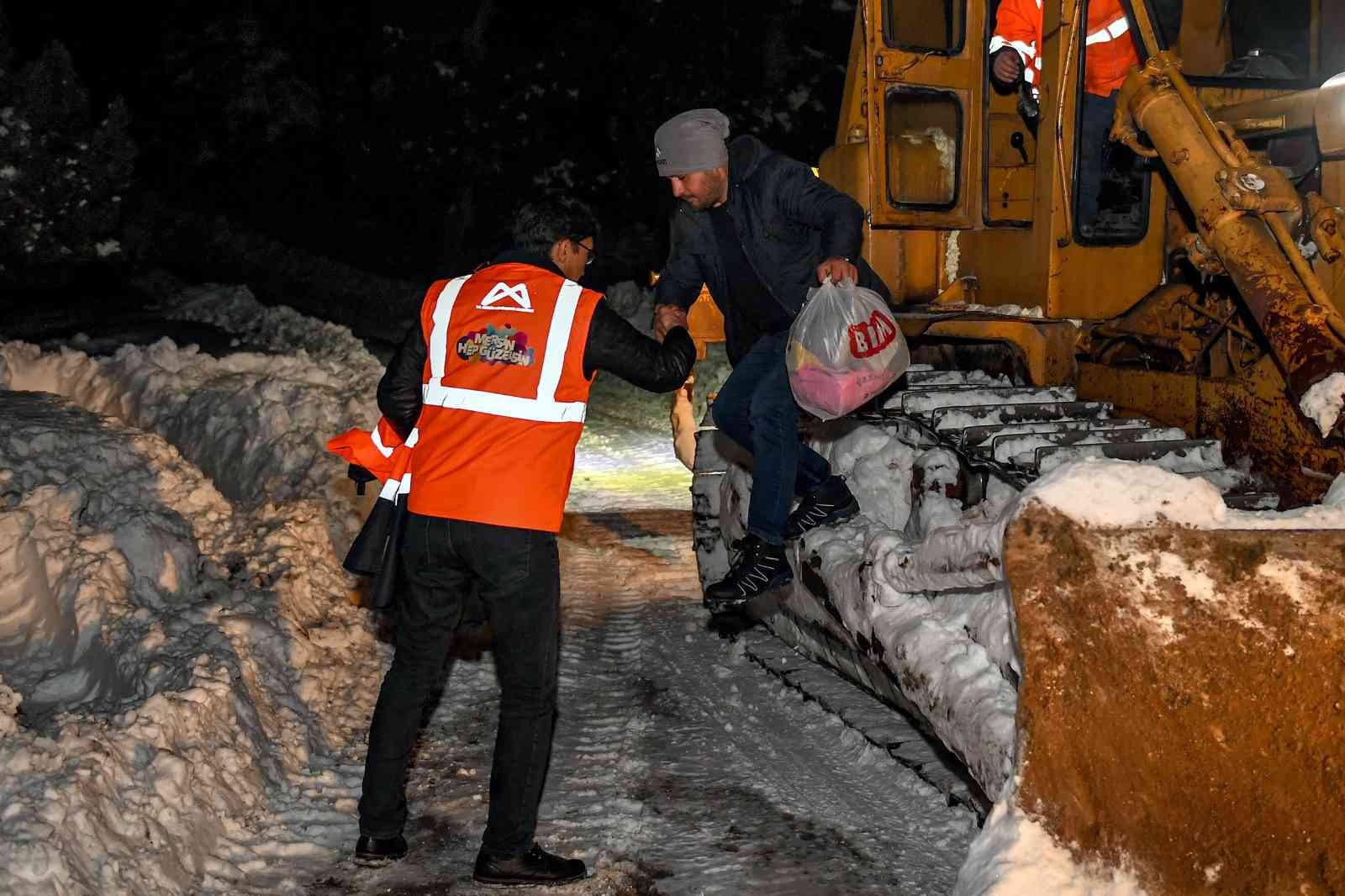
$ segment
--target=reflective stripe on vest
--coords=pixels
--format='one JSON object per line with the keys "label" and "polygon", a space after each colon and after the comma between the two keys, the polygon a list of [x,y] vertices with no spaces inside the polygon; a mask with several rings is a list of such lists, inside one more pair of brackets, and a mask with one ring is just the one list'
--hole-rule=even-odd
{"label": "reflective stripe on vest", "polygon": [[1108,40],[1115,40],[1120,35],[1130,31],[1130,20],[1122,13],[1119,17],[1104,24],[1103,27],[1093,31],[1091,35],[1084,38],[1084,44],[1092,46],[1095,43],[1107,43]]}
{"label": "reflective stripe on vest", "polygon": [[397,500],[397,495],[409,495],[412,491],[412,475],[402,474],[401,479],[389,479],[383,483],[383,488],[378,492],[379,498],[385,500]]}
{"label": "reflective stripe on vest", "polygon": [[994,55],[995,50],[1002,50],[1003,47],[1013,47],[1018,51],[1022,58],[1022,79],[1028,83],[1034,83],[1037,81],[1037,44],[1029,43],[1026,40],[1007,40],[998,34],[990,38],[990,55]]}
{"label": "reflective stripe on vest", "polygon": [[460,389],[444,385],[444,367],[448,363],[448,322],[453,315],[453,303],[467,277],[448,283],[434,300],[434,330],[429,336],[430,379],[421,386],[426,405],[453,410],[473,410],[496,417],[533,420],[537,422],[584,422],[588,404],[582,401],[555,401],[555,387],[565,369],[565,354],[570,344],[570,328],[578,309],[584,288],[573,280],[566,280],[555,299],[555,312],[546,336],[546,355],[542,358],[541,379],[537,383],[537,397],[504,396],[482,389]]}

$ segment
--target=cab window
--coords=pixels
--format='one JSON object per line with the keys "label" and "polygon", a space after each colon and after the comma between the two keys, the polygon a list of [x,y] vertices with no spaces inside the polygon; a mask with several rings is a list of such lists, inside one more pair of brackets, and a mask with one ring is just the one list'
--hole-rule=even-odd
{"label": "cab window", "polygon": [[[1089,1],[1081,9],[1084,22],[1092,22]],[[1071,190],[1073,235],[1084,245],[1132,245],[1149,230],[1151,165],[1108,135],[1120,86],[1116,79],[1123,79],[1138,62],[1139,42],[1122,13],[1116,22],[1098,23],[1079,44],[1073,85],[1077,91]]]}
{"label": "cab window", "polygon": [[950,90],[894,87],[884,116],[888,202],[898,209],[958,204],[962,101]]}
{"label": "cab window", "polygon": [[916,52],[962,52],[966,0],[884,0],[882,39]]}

########################################

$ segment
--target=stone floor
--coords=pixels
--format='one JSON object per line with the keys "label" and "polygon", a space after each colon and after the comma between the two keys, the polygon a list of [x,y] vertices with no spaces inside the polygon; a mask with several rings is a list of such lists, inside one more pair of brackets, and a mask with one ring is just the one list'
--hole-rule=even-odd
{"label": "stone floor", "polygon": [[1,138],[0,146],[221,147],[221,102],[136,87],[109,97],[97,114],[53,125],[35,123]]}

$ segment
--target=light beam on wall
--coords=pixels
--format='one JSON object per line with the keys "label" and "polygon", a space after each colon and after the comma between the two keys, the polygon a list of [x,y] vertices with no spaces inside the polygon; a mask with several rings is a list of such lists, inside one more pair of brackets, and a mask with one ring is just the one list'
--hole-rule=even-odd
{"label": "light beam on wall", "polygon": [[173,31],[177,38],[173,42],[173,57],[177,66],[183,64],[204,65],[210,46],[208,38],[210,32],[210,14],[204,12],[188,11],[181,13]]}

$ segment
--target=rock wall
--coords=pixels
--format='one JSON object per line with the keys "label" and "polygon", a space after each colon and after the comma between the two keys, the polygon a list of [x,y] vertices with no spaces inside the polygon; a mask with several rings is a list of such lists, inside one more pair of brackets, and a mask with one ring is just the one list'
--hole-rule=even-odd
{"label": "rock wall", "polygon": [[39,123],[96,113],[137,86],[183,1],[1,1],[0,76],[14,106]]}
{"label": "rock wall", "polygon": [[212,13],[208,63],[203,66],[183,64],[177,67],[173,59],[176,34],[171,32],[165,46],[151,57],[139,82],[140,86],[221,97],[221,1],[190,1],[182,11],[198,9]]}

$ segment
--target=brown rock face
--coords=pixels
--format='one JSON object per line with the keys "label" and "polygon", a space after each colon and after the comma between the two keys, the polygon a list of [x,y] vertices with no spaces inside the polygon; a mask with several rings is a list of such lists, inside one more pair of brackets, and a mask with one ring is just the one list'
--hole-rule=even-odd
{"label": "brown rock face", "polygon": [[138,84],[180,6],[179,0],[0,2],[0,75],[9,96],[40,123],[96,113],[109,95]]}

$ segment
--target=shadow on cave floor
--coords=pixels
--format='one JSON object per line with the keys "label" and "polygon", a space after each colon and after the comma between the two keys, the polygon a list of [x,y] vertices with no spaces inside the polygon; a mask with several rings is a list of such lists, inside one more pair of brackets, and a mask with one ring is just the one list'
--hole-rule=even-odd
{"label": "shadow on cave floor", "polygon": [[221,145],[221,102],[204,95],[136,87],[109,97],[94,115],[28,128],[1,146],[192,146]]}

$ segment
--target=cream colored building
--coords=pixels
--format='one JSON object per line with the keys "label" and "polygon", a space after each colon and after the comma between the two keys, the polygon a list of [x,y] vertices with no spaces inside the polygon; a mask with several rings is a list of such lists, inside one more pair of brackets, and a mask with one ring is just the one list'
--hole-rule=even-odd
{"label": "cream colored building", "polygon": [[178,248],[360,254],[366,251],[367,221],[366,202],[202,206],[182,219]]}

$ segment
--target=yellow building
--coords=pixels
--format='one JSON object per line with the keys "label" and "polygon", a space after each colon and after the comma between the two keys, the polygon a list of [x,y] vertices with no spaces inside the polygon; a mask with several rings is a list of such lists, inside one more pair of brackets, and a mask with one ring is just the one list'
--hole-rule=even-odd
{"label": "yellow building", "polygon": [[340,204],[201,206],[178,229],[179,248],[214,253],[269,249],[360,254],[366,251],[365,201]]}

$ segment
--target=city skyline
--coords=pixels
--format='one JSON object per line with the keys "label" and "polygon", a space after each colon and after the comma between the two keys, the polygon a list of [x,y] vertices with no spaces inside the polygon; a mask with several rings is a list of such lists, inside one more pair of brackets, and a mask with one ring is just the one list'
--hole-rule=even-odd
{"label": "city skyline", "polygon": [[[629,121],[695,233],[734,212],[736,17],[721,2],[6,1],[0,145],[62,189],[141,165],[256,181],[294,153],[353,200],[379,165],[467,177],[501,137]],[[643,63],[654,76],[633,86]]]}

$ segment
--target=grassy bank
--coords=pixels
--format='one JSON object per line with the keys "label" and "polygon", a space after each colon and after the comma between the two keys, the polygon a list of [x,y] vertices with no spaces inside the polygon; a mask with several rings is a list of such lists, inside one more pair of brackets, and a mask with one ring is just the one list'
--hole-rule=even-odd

########################################

- TASK BRIEF -
Locate every line in the items above that contains the string "wall", and copy each of those lines in full.

- SOLUTION FOR THIS TASK -
--target=light beam on wall
{"label": "light beam on wall", "polygon": [[173,31],[177,38],[173,42],[173,57],[177,66],[183,64],[204,65],[210,46],[208,38],[210,32],[210,14],[204,12],[188,11],[181,13]]}
--target=rock wall
{"label": "rock wall", "polygon": [[39,123],[96,113],[137,86],[183,1],[1,1],[0,76],[14,106]]}
{"label": "rock wall", "polygon": [[212,13],[208,63],[203,66],[183,64],[177,67],[173,59],[176,34],[171,32],[165,46],[151,57],[139,82],[140,86],[221,97],[221,1],[190,1],[182,11],[198,9]]}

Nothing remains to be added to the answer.